Will you quote all of the entries, word for word?

☆ ☆ ☆ ☆ ☆ ☆ ☆

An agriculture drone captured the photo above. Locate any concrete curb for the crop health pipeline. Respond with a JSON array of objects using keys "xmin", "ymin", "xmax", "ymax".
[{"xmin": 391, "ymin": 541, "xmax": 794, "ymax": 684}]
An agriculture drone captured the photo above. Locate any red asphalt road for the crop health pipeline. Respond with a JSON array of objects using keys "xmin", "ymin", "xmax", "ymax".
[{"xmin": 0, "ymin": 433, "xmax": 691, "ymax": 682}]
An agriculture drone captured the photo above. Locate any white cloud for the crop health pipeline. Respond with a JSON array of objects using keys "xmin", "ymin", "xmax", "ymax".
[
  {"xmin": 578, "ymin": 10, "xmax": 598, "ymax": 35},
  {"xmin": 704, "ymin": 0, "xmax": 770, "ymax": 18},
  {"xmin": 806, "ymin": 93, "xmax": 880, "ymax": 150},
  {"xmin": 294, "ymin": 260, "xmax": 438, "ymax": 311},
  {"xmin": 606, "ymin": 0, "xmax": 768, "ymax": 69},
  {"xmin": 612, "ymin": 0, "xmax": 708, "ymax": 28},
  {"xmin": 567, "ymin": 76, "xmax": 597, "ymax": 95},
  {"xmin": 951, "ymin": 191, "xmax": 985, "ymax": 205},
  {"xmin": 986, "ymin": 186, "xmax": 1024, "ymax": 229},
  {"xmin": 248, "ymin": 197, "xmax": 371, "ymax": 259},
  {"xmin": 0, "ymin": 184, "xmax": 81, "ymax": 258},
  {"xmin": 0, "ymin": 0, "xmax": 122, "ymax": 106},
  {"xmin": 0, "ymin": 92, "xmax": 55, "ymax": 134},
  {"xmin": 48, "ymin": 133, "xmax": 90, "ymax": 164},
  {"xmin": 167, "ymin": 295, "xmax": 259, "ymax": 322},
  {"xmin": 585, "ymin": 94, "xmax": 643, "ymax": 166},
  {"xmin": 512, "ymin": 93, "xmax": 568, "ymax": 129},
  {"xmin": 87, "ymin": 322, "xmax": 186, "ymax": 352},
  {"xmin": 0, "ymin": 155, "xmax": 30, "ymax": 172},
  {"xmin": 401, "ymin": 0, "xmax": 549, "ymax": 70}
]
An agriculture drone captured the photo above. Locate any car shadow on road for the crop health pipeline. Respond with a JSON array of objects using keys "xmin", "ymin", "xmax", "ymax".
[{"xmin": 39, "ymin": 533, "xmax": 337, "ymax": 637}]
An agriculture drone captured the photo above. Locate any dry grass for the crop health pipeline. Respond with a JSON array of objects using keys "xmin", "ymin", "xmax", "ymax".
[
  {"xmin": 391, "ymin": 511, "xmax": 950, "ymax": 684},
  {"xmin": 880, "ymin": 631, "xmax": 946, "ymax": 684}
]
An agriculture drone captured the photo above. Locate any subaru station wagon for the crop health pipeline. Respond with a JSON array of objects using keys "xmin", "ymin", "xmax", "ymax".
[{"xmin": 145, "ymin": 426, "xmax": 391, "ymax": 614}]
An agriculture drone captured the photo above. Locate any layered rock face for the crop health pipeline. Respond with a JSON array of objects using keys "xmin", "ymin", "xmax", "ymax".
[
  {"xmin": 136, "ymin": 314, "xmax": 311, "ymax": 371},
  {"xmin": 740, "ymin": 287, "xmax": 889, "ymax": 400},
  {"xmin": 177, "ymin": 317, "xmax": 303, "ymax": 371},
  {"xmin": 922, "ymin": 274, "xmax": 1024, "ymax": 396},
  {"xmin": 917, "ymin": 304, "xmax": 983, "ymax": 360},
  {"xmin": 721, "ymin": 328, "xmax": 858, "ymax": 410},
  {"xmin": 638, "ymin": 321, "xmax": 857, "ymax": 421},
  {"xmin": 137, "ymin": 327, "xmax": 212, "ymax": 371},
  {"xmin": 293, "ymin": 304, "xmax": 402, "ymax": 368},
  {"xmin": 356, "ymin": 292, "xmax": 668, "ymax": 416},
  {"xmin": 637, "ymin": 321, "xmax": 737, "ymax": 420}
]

☆ ☆ ☆ ☆ ☆ ☆ ☆

▶ _Answer section_
An agriculture drone captured the photo above. Locate any concrete curb for the crop health pipeline. Respond with a JSON array of objects using keys "xmin", "ymin", "xmax", "ymax".
[{"xmin": 391, "ymin": 541, "xmax": 794, "ymax": 684}]
An agriculture drone captured the photo above. Locate any red asphalt road for the crop health pipeline. Respond with a JSON array of objects using keys "xmin", "ymin", "xmax", "ymax".
[{"xmin": 0, "ymin": 433, "xmax": 691, "ymax": 682}]
An agriculture drone captured the photo above. Locate any white cloud for the crop health pipeline. Respond with a JSON array of objects using keys "xmin", "ymin", "xmax", "ymax".
[
  {"xmin": 578, "ymin": 10, "xmax": 598, "ymax": 35},
  {"xmin": 704, "ymin": 0, "xmax": 770, "ymax": 18},
  {"xmin": 806, "ymin": 93, "xmax": 880, "ymax": 150},
  {"xmin": 294, "ymin": 260, "xmax": 438, "ymax": 311},
  {"xmin": 606, "ymin": 0, "xmax": 768, "ymax": 69},
  {"xmin": 612, "ymin": 0, "xmax": 708, "ymax": 28},
  {"xmin": 567, "ymin": 76, "xmax": 597, "ymax": 95},
  {"xmin": 951, "ymin": 191, "xmax": 985, "ymax": 205},
  {"xmin": 986, "ymin": 186, "xmax": 1024, "ymax": 229},
  {"xmin": 248, "ymin": 197, "xmax": 371, "ymax": 259},
  {"xmin": 0, "ymin": 184, "xmax": 81, "ymax": 258},
  {"xmin": 0, "ymin": 0, "xmax": 122, "ymax": 106},
  {"xmin": 0, "ymin": 92, "xmax": 55, "ymax": 134},
  {"xmin": 48, "ymin": 133, "xmax": 90, "ymax": 164},
  {"xmin": 167, "ymin": 295, "xmax": 259, "ymax": 322},
  {"xmin": 585, "ymin": 94, "xmax": 643, "ymax": 166},
  {"xmin": 512, "ymin": 93, "xmax": 568, "ymax": 129},
  {"xmin": 87, "ymin": 322, "xmax": 186, "ymax": 352},
  {"xmin": 0, "ymin": 155, "xmax": 30, "ymax": 172},
  {"xmin": 401, "ymin": 0, "xmax": 549, "ymax": 70}
]
An agriculture drone captured the photo above. Locate any car shadow on road for the crop health pipeline. Respond with a JSON array of objects using keys "xmin", "ymin", "xmax", "ymax".
[{"xmin": 39, "ymin": 533, "xmax": 337, "ymax": 637}]
An agriculture drone captured the photo above. Locate any dry grass for the crop health pipeline. Respond with a JSON array of objects using keys "xmin", "ymin", "xmax", "ymax".
[
  {"xmin": 391, "ymin": 511, "xmax": 950, "ymax": 684},
  {"xmin": 880, "ymin": 631, "xmax": 946, "ymax": 684}
]
An agriculture drone captured the photo above. Locate any subaru station wagon for the crop health pipeline. Respond with a JSON array of objects using keys "xmin", "ymin", "xmax", "ymax".
[{"xmin": 145, "ymin": 426, "xmax": 391, "ymax": 614}]
An agriculture drone captured the photo above. Locate any layered rock face for the crop health pipeline. Respond with a JSON array of objects using keys "xmin", "ymin", "xmax", "ymax".
[
  {"xmin": 136, "ymin": 314, "xmax": 311, "ymax": 371},
  {"xmin": 740, "ymin": 287, "xmax": 889, "ymax": 400},
  {"xmin": 177, "ymin": 317, "xmax": 303, "ymax": 371},
  {"xmin": 922, "ymin": 274, "xmax": 1024, "ymax": 396},
  {"xmin": 917, "ymin": 304, "xmax": 983, "ymax": 360},
  {"xmin": 721, "ymin": 328, "xmax": 858, "ymax": 410},
  {"xmin": 638, "ymin": 321, "xmax": 857, "ymax": 421},
  {"xmin": 137, "ymin": 327, "xmax": 212, "ymax": 371},
  {"xmin": 293, "ymin": 304, "xmax": 402, "ymax": 368},
  {"xmin": 356, "ymin": 292, "xmax": 668, "ymax": 416},
  {"xmin": 637, "ymin": 321, "xmax": 737, "ymax": 420}
]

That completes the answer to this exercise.